→ PROMPT: In the interview about Harbinger, how much more expensive than a diesel truck is an electric truck from Pratliner said to be?

→ SUPPLIED TEXT:
========================================================================

You guys talk about delivering on a cleaner planet, just reducing pollution in and around
communities, things that resonate with me as someone who lives in an urban area with
small children.
So I care a lot about clean air and that sort of thing.
But you guys also discuss quite a lot about how you want to be kind of price parity or
have prosperity with diesel vehicles. And so I'm trying to kind of sort out what is the main goal of
the company? Is it to improve the planet a bit, just to make better vehicles? What's the driving
pulse behind Harbinger? Well, it's both of those things. And I think you can't have one without the
other. Something a lot of climate companies really struggle to understand, if you don't have revenue,
you're not making an impact. Like, that's it. And you're not going to have revenue for any
meaningful length of time in automotive unless you're selling a product at the right price.
The right price for a truck is the current price of a truck.
The fact that we want to sell you an electric vehicle
doesn't make that vehicle worth two or three or five times more money
to the end user.
And that sounds extremely obvious,
but that is completely heretical thinking in trucks.
If you go and look at an electric truck from Pratliner,
you're going to find that it is 2.5 times more expensive
than a diesel truck.
And then people wonder why they're not selling.
Well, it's because businesses probably would like to help the climate on the margins,
but they're probably more worried about their actual margins in the meantime.
So essentially, you're saying that reaching price parity with diesel vehicles is one and
the same with the company's overall, let's have a cleaner planet push, because if you don't
have a commercially viable EV, then you're not going to sell any, no one uses them, whatever.
So that raises an interesting point, which is how have you managed to build these
skateboards, as you call them, at a price point that is competitive?
because if other EV trucks in the market are two and a half times as expensive,
I presume you found some way around enormous cost creep in how you build these things.
I mean, when it comes down to you is we actually build things here.
And pretty much everyone else in trucking trying to make EVs is mostly in the business
of buying things out of a catalog and then selling it to other people.

========================================================================

→ RECORDS:
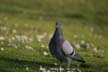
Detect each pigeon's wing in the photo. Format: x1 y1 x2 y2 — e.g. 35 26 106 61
62 40 84 62
62 40 75 56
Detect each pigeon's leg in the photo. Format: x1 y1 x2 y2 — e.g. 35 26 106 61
66 64 70 71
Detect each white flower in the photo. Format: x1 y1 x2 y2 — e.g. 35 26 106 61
0 36 5 40
26 67 29 70
43 51 48 56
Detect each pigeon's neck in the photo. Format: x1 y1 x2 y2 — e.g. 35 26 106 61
55 28 63 37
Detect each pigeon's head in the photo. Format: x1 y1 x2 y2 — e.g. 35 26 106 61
56 21 62 28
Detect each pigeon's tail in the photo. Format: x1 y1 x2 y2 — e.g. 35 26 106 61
72 53 85 63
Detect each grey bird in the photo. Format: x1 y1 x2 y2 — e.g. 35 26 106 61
49 22 85 70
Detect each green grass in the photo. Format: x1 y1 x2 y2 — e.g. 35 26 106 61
0 0 108 72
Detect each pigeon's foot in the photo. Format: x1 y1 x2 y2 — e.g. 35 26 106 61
66 67 70 72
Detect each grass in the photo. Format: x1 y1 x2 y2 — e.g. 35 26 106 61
0 0 108 72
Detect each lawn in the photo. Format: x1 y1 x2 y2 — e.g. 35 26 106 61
0 0 108 72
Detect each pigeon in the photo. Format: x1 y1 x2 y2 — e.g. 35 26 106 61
49 22 85 70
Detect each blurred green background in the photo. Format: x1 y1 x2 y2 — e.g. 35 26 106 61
0 0 108 72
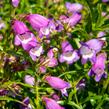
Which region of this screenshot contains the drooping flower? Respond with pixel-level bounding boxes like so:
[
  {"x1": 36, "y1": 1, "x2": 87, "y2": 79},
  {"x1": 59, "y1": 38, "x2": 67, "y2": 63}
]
[
  {"x1": 97, "y1": 31, "x2": 106, "y2": 41},
  {"x1": 12, "y1": 0, "x2": 20, "y2": 7},
  {"x1": 12, "y1": 20, "x2": 37, "y2": 51},
  {"x1": 42, "y1": 97, "x2": 64, "y2": 109},
  {"x1": 102, "y1": 0, "x2": 109, "y2": 3},
  {"x1": 60, "y1": 13, "x2": 82, "y2": 27},
  {"x1": 66, "y1": 13, "x2": 82, "y2": 27},
  {"x1": 12, "y1": 20, "x2": 30, "y2": 35},
  {"x1": 88, "y1": 53, "x2": 107, "y2": 82},
  {"x1": 26, "y1": 14, "x2": 49, "y2": 31},
  {"x1": 80, "y1": 39, "x2": 104, "y2": 64},
  {"x1": 65, "y1": 2, "x2": 83, "y2": 12},
  {"x1": 24, "y1": 75, "x2": 35, "y2": 86},
  {"x1": 51, "y1": 93, "x2": 60, "y2": 101},
  {"x1": 20, "y1": 97, "x2": 32, "y2": 109},
  {"x1": 59, "y1": 41, "x2": 79, "y2": 64},
  {"x1": 0, "y1": 89, "x2": 9, "y2": 96},
  {"x1": 0, "y1": 18, "x2": 6, "y2": 30},
  {"x1": 76, "y1": 78, "x2": 86, "y2": 90},
  {"x1": 45, "y1": 76, "x2": 71, "y2": 96},
  {"x1": 14, "y1": 32, "x2": 38, "y2": 51},
  {"x1": 29, "y1": 45, "x2": 44, "y2": 61}
]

========================================================================

→ OUTPUT FOR THIS EXERCISE: About 2.5 times more expensive.